-- What you are asked to do --
Reproduce all of the data exactly.

-- Entries from a point annotation set --
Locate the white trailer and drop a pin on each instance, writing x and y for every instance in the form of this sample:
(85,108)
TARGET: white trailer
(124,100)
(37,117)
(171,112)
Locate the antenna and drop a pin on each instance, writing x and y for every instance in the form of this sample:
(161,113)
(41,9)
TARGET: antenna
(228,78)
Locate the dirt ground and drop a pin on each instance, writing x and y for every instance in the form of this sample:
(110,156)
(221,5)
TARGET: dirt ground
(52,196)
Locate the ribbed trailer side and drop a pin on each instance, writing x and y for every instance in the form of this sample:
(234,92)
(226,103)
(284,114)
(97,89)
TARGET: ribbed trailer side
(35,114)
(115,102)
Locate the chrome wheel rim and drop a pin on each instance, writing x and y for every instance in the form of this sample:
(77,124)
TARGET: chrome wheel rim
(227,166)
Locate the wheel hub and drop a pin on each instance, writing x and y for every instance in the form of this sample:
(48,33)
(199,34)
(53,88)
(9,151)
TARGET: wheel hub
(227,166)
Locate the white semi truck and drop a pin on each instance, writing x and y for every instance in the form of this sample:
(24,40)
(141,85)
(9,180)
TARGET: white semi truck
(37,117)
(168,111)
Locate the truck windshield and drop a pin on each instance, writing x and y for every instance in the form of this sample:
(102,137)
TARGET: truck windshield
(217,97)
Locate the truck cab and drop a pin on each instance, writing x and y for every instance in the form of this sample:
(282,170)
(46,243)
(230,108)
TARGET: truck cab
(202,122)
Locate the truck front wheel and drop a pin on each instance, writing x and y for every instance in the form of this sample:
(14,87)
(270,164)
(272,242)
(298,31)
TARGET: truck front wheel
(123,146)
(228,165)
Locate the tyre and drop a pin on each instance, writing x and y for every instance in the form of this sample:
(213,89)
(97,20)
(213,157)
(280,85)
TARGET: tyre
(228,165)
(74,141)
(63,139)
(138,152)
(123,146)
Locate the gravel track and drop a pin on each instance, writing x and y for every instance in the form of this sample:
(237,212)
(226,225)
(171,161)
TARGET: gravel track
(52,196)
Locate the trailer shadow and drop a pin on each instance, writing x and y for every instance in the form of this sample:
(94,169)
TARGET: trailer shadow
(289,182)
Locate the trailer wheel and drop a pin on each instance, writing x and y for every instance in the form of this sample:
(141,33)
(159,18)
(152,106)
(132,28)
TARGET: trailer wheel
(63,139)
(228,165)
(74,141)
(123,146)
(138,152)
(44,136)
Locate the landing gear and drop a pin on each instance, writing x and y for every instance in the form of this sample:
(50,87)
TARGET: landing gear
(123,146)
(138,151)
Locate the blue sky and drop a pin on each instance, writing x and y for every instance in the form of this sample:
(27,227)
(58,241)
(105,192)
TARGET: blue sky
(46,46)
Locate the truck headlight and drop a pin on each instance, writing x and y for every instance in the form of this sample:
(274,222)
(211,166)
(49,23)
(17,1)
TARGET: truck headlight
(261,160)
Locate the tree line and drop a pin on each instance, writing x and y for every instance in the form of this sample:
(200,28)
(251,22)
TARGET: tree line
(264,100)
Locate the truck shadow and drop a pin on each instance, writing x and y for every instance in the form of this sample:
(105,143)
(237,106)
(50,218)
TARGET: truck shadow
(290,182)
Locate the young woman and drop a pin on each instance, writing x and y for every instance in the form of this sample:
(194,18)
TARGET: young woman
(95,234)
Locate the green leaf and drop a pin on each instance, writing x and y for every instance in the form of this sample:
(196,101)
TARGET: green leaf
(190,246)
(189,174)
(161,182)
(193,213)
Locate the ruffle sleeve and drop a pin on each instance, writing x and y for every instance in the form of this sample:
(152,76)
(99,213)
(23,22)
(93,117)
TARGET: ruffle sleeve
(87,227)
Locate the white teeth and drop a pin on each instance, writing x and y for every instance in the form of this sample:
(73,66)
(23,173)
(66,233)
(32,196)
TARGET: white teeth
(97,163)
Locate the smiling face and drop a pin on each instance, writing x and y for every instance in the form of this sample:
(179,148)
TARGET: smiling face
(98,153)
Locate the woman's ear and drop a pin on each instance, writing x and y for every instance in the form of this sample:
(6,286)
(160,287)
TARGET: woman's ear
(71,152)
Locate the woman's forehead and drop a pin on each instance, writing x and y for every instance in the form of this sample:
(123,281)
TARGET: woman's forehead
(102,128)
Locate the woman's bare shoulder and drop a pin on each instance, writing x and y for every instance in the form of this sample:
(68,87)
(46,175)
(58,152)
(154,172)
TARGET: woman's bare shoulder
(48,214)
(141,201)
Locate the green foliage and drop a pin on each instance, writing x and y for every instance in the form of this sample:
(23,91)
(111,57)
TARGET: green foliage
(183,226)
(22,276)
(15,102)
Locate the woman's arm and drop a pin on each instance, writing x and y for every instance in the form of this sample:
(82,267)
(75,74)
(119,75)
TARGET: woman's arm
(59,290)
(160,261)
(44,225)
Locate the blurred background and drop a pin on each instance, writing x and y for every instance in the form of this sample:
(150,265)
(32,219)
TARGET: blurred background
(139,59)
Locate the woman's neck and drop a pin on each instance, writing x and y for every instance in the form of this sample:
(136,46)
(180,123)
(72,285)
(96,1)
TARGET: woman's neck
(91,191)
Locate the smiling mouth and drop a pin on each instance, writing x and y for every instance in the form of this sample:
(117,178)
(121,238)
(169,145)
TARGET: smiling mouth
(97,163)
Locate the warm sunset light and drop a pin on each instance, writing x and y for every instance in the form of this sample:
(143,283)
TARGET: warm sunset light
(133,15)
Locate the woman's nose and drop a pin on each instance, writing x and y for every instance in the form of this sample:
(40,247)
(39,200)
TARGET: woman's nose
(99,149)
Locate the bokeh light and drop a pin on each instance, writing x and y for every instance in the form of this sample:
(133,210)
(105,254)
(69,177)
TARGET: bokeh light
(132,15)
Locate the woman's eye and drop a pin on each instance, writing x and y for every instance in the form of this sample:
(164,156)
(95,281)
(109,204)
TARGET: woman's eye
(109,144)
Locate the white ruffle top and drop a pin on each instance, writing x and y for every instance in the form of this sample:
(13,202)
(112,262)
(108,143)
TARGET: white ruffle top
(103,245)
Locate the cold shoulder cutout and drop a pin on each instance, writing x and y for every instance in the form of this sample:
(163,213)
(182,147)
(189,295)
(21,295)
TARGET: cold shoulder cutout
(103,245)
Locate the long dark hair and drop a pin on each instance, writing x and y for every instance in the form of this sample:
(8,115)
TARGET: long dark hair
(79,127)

-- Output below --
Locate the white trailer and drop a pin on each instance, writing x and y for every instance in the form of this sample:
(85,108)
TARGET: white trailer
(124,100)
(37,117)
(171,112)
Locate the antenna and drop a pin on each instance, writing x and y for every instance in the form of this sample:
(161,113)
(41,9)
TARGET: antenna
(228,78)
Locate the dirt ground and drop a pin on each instance, writing x and y for every instance in the form of this sample:
(110,156)
(221,5)
TARGET: dirt ground
(52,196)
Locate the ribbed trailer side and drop a pin on each instance, writing x and y for every instance in the form of this sample:
(234,92)
(226,103)
(284,114)
(97,89)
TARGET: ribbed trailer side
(35,114)
(115,102)
Locate the chrome wheel rim and drop a pin on each instance, writing x and y for every instance in the form of this sample:
(77,124)
TARGET: chrome wheel rim
(227,166)
Locate the wheel hub and drop a pin on each instance, writing x and y for every instance in the form of this sample:
(48,33)
(199,34)
(53,88)
(9,151)
TARGET: wheel hub
(227,166)
Locate the white semi truck and drop a pin on each instance, writing x and y for every instance in the form of this sample:
(24,40)
(141,85)
(9,180)
TARGET: white semi truck
(37,117)
(168,111)
Locate the truck windshield and drop a pin on each instance, writing x and y for every instance in the form of this sample:
(102,137)
TARGET: truck windshield
(217,97)
Locate the truck cab and drop a pin on each instance, writing x and y for every instance in the form of this sample:
(282,170)
(46,243)
(230,108)
TARGET: truck cab
(202,122)
Locate the truck front wheel and drop a pin on each instance, writing x and y for every instance in the form of this sample:
(14,87)
(270,164)
(272,242)
(298,31)
TARGET: truck front wheel
(123,146)
(228,165)
Locate the tyre and drop a pin on each instance, writing x and y for every instance in the form of this sample:
(213,89)
(97,20)
(213,157)
(280,85)
TARGET: tyre
(228,165)
(74,141)
(63,139)
(138,152)
(123,146)
Locate the gravel track and drop a pin on each instance, writing x and y for every instance in the form of this sample:
(237,212)
(226,225)
(171,161)
TARGET: gravel track
(52,196)
Locate the trailer shadow and drop a pin on each instance, writing x and y for every instance in the form of this sample:
(94,169)
TARGET: trailer shadow
(289,182)
Locate the trailer wheel and drop a pin on each instance, writing x and y for every instance in the form of this sample:
(141,33)
(159,18)
(152,106)
(132,28)
TARGET: trailer wheel
(63,139)
(228,165)
(74,141)
(123,146)
(138,152)
(44,136)
Locate the landing gear and drop a pin on each instance, writing x and y for every instance in the form of this sample:
(50,87)
TARGET: landing gear
(123,146)
(138,151)
Locate the blue sky and drop a pin on each instance, writing x and y for every instance in the form of this sample:
(27,227)
(58,241)
(105,192)
TARGET: blue sky
(46,46)
Locate the truck headlight and drop a pin on each instance, writing x and y for every instance in the form of this sample:
(274,222)
(211,166)
(49,23)
(17,1)
TARGET: truck headlight
(261,160)
Locate the tree line and drop a pin on each instance, writing x and y for every instance in the form of this sample:
(200,28)
(251,22)
TARGET: tree line
(264,100)
Locate the truck shadow and drop a pin on each instance, writing x and y for every instance in the form of this sample:
(105,143)
(237,106)
(50,218)
TARGET: truck shadow
(290,182)
Locate the young woman and drop a pin on each instance, writing x and y for every instance in the form of this sample:
(194,18)
TARGET: young woman
(95,234)
Locate the green leaf and drop a pin on each instance, writing x and y for every instance in the form of this sample:
(196,101)
TARGET: green leaf
(190,246)
(189,174)
(161,182)
(193,213)
Locate the ruffle sleeve and drop a pin on each instance, writing x and y for every instance in the form of this sample:
(152,76)
(99,213)
(23,22)
(93,117)
TARGET: ruffle sleeve
(87,227)
Locate the white teeth and drop a pin on each instance, writing x and y for every instance in the form of this sample:
(73,66)
(23,173)
(66,233)
(32,196)
TARGET: white teeth
(97,163)
Locate the smiling face and drop a pin on each instance, writing x and y for every instance in the form of this sample:
(179,148)
TARGET: smiling face
(98,153)
Locate the woman's ear and drop a pin on each instance, writing x and y for every instance in the form of this sample:
(6,286)
(160,287)
TARGET: woman's ear
(71,152)
Locate the woman's forehead and drop a pin on each instance, writing x and y for every instance in the form of this sample:
(123,281)
TARGET: woman's forehead
(102,128)
Locate the woman's bare shoulder and drop a pin on each instance, writing x and y for every instance in the form of this sample:
(68,87)
(46,175)
(58,152)
(154,172)
TARGET: woman's bare shoulder
(48,214)
(141,201)
Locate the green foliage and drop a pin on each instance, writing x and y for every instance in the form of this sample:
(23,91)
(111,57)
TARGET: green foliage
(183,226)
(22,276)
(15,102)
Locate the woman's arm and drop a pin on each instance, writing x and y for every instance in the form of this sample:
(82,267)
(75,74)
(119,75)
TARGET: woman's arm
(59,290)
(160,261)
(44,225)
Locate the blurred background and drop a pin on each instance, writing x and y for every instance in the form of this sample:
(150,265)
(32,219)
TARGET: blurred background
(139,59)
Locate the woman's neck and drop a pin on each instance, writing x and y for every instance in the form of this sample:
(136,46)
(180,123)
(72,285)
(96,1)
TARGET: woman's neck
(91,191)
Locate the smiling mouth and drop a pin on each instance, writing x and y for every instance in the form of this sample:
(117,178)
(121,238)
(169,145)
TARGET: smiling mouth
(97,163)
Locate the warm sunset light and drop a pin on each instance, writing x and y for every instance in the form of this sample:
(143,283)
TARGET: warm sunset light
(133,15)
Locate the woman's nose and drop a pin on each instance, writing x and y for every instance in the form of this sample:
(40,247)
(39,200)
TARGET: woman's nose
(99,149)
Locate the bokeh light and drop a pin on each instance, writing x and y for every instance in the form of this sample:
(133,210)
(105,254)
(69,177)
TARGET: bokeh light
(132,15)
Locate the woman's eye and drop a pin on each instance, writing x and y for every instance in the form of this sample:
(164,156)
(95,281)
(109,204)
TARGET: woman's eye
(109,144)
Locate the white ruffle top and drop a pin on each instance, writing x and y for every instance in the form of this sample:
(13,202)
(112,262)
(108,143)
TARGET: white ruffle top
(103,245)
Locate the cold shoulder cutout and drop a pin on each instance, writing x and y for every instance in the form of this sample:
(163,213)
(182,147)
(189,295)
(21,295)
TARGET: cold shoulder cutout
(103,245)
Locate the long dark hair and drop a pin on each instance, writing x and y for every instance in the form of this sample:
(8,115)
TARGET: long dark hair
(79,127)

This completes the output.